» RECORDED DATA:
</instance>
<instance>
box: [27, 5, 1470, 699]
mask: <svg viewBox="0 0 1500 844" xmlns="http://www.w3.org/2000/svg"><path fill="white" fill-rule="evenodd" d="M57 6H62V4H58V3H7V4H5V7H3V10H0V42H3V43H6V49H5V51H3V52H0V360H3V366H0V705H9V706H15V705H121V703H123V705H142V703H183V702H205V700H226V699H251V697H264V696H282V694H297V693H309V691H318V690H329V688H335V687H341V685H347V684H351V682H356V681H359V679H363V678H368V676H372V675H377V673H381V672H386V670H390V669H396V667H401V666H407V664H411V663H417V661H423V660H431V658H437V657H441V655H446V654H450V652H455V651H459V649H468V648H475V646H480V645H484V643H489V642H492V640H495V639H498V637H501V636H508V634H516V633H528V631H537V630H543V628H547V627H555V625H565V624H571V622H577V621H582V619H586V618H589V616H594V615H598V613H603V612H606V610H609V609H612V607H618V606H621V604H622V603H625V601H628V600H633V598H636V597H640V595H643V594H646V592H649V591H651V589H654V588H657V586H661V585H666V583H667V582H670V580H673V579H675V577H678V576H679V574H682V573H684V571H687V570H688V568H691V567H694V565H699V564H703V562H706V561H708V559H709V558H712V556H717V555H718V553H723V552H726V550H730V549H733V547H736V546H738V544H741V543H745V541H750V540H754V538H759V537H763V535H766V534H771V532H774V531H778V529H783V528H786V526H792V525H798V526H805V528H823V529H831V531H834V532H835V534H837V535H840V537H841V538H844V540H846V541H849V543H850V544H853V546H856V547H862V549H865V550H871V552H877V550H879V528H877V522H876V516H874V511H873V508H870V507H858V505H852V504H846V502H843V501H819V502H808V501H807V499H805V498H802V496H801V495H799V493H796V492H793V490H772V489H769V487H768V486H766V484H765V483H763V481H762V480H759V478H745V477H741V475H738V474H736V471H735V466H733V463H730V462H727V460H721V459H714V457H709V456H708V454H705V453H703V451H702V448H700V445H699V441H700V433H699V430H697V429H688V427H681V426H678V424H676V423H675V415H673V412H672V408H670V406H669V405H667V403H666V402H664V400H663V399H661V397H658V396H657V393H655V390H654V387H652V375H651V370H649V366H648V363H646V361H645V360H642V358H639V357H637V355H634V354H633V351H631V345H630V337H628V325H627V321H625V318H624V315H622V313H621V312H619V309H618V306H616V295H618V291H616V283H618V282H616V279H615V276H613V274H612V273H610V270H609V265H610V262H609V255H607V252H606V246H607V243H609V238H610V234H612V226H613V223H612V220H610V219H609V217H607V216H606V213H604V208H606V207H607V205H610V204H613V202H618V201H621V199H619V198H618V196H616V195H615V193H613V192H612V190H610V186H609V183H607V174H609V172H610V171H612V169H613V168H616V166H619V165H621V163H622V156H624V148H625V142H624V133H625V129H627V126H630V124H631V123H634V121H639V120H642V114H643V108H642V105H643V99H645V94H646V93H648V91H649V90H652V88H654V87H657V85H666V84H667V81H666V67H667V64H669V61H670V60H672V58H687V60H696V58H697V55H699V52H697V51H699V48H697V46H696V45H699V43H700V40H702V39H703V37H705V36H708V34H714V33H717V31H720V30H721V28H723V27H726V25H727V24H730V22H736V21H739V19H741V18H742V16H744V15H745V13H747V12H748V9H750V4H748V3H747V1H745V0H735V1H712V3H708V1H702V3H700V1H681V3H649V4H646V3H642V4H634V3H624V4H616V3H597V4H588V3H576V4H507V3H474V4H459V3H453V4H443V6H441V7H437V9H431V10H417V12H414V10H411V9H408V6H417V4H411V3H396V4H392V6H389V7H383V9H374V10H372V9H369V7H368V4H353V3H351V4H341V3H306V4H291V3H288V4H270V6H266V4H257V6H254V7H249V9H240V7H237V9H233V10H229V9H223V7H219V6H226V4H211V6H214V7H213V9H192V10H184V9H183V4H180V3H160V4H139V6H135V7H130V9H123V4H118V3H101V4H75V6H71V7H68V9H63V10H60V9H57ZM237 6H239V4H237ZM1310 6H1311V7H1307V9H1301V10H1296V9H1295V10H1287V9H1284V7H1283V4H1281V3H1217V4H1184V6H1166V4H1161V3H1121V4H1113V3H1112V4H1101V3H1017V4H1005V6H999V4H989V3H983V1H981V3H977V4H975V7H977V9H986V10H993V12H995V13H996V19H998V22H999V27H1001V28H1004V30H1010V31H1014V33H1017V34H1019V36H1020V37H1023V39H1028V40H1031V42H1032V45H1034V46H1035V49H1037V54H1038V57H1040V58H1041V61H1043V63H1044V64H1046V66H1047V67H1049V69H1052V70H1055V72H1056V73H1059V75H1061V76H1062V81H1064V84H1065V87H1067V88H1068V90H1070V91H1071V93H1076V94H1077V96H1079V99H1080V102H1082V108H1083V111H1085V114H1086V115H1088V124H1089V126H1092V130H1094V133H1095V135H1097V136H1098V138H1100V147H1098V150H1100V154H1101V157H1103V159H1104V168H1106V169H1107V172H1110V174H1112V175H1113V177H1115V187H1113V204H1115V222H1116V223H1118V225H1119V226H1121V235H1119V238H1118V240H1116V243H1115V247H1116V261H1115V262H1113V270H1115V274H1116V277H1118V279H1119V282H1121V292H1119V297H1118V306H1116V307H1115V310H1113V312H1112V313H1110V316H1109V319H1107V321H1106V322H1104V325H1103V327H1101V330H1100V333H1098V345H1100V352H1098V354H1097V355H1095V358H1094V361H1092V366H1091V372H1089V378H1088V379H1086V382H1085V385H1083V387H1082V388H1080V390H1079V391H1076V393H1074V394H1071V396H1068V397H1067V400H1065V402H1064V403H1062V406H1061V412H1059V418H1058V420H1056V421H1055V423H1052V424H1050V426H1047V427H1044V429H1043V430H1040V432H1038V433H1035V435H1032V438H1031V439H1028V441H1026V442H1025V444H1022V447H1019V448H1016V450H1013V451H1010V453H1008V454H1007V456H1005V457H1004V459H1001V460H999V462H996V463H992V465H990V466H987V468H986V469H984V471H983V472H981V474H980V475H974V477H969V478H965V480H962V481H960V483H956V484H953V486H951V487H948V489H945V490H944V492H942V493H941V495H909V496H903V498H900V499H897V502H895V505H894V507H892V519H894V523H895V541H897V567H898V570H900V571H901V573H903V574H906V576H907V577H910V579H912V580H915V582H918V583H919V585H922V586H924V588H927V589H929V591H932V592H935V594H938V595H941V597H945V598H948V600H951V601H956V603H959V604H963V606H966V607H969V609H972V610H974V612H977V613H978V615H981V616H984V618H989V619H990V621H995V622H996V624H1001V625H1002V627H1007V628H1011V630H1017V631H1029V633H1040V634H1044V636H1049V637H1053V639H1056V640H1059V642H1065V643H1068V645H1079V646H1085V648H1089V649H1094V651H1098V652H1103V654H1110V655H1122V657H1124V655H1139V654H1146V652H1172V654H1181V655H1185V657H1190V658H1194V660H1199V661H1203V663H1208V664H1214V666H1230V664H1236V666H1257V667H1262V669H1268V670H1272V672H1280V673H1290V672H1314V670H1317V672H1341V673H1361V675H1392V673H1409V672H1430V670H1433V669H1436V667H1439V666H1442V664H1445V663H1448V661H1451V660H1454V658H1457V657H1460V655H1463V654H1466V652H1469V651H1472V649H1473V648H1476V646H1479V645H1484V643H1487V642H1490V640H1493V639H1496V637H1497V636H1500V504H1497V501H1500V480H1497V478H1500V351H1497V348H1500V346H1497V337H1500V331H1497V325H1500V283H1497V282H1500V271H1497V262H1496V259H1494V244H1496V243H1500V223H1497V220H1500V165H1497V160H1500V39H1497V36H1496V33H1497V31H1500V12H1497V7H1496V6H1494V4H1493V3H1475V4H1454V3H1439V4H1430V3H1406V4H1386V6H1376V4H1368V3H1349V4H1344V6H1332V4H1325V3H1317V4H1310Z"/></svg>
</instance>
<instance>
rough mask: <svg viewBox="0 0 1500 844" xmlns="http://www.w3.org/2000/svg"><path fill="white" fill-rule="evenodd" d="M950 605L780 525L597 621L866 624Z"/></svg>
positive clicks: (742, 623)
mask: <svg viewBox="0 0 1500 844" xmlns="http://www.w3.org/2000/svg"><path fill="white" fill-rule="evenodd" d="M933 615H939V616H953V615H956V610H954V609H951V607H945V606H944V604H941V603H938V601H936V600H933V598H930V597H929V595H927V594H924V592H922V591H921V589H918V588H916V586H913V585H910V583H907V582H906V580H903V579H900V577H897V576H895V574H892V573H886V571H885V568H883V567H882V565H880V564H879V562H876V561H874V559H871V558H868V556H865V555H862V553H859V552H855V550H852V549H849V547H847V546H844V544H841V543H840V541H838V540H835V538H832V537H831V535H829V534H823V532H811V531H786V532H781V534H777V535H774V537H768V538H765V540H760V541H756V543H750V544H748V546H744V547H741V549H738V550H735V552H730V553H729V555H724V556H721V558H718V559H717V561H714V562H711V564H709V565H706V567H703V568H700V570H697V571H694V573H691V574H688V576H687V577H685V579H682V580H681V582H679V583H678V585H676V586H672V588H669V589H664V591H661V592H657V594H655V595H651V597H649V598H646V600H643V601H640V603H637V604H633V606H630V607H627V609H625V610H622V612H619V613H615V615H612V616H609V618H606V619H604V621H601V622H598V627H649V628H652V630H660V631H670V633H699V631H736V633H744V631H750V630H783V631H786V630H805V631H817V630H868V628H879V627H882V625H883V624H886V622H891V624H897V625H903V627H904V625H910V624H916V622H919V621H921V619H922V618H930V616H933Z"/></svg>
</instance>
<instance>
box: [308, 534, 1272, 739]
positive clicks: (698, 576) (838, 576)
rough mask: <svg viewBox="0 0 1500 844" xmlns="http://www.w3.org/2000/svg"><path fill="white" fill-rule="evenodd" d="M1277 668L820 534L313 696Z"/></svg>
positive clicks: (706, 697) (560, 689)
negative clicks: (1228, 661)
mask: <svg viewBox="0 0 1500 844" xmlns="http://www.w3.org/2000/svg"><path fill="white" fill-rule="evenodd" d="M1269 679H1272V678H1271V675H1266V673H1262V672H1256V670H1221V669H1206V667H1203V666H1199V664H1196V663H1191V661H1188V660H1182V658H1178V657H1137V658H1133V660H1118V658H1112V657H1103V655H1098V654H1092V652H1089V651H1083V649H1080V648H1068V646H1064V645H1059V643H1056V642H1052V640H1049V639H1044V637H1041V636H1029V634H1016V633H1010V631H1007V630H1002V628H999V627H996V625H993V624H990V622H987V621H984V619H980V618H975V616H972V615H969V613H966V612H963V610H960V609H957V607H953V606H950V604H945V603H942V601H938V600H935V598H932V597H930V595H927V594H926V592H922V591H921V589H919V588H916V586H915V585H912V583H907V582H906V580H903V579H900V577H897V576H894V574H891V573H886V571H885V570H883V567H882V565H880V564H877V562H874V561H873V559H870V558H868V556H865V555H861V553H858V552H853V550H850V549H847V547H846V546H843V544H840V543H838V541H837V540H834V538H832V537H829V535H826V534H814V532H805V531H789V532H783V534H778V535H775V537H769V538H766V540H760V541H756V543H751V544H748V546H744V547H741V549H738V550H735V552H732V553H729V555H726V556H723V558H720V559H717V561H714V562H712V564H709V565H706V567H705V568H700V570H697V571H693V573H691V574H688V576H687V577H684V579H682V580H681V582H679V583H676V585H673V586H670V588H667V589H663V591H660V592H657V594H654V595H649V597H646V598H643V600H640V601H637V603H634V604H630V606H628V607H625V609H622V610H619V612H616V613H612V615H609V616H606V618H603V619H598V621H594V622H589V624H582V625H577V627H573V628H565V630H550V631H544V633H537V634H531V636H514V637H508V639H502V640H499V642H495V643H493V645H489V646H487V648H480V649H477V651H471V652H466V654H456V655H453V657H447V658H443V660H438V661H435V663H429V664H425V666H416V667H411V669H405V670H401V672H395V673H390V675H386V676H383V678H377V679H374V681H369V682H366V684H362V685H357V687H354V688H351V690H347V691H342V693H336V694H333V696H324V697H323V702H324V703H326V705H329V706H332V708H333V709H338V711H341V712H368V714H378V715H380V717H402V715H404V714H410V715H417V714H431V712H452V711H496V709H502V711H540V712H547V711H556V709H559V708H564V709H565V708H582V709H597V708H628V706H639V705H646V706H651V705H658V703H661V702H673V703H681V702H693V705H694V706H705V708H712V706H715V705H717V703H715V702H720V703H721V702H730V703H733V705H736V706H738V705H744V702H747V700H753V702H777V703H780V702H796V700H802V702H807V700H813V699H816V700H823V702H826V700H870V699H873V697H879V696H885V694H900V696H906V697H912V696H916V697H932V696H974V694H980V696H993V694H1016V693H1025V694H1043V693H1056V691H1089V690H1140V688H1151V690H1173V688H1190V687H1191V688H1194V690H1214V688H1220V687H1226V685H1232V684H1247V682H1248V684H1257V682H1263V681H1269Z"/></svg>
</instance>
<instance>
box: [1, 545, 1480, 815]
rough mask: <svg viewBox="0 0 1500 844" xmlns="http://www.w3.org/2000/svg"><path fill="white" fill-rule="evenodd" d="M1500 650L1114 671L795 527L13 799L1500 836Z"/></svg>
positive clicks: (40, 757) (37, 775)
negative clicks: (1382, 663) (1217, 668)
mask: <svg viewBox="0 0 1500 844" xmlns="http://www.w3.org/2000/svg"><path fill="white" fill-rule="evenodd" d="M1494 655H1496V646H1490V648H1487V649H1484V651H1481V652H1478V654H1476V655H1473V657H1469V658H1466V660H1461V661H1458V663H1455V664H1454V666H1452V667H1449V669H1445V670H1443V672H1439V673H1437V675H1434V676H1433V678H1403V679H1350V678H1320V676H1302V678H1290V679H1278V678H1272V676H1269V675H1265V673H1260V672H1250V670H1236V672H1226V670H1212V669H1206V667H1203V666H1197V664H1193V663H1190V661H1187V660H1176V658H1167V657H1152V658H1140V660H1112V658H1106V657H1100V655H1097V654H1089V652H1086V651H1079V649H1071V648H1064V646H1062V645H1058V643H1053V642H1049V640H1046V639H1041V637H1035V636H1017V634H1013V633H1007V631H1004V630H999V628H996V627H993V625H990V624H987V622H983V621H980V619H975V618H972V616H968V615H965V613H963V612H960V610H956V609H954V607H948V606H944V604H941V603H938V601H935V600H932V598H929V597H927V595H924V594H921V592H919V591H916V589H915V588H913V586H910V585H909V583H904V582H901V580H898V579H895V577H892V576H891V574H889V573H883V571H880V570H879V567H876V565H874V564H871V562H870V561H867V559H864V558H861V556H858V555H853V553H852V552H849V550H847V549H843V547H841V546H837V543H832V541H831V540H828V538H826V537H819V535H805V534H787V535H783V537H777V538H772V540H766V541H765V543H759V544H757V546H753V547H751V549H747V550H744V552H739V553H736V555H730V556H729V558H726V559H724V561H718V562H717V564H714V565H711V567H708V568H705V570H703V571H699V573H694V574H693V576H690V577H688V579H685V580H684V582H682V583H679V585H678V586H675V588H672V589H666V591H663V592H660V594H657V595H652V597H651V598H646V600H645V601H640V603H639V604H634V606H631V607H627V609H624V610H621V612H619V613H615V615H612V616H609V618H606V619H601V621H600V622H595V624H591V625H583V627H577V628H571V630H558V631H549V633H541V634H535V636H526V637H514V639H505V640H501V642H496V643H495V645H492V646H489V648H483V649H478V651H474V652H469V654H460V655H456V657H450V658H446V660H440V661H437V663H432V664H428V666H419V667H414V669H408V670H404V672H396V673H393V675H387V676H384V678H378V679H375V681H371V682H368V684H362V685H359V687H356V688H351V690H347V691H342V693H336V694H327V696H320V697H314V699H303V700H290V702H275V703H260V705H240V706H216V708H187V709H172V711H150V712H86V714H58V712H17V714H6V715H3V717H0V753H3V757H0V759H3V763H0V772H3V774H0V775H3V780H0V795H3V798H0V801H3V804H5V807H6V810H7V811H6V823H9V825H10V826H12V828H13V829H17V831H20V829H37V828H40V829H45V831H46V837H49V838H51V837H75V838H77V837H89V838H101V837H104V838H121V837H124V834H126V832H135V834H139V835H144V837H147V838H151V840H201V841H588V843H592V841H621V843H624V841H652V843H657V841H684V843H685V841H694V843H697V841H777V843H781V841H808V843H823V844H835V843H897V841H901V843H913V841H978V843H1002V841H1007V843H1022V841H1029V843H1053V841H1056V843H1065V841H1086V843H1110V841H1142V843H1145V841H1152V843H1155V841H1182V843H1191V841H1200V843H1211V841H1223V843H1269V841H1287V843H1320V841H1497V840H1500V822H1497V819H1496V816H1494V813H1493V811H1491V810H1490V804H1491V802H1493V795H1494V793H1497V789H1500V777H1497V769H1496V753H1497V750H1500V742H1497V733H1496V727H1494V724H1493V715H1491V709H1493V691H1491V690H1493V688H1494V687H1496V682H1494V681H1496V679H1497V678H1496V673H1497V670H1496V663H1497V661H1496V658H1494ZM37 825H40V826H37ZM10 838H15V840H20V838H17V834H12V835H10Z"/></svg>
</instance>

» TASK DIRECTIONS:
Return the span of lines in the data above that opens at the line with "box: [1, 545, 1480, 815]" and closes at the line with "positive clicks: (40, 757) (37, 775)", exactly, ends included, nothing else.

» YOUR RESPONSE:
box: [1, 545, 1480, 815]
rough mask: <svg viewBox="0 0 1500 844" xmlns="http://www.w3.org/2000/svg"><path fill="white" fill-rule="evenodd" d="M1500 650L1114 671L795 527L13 799L1500 836Z"/></svg>
positive clicks: (40, 757) (37, 775)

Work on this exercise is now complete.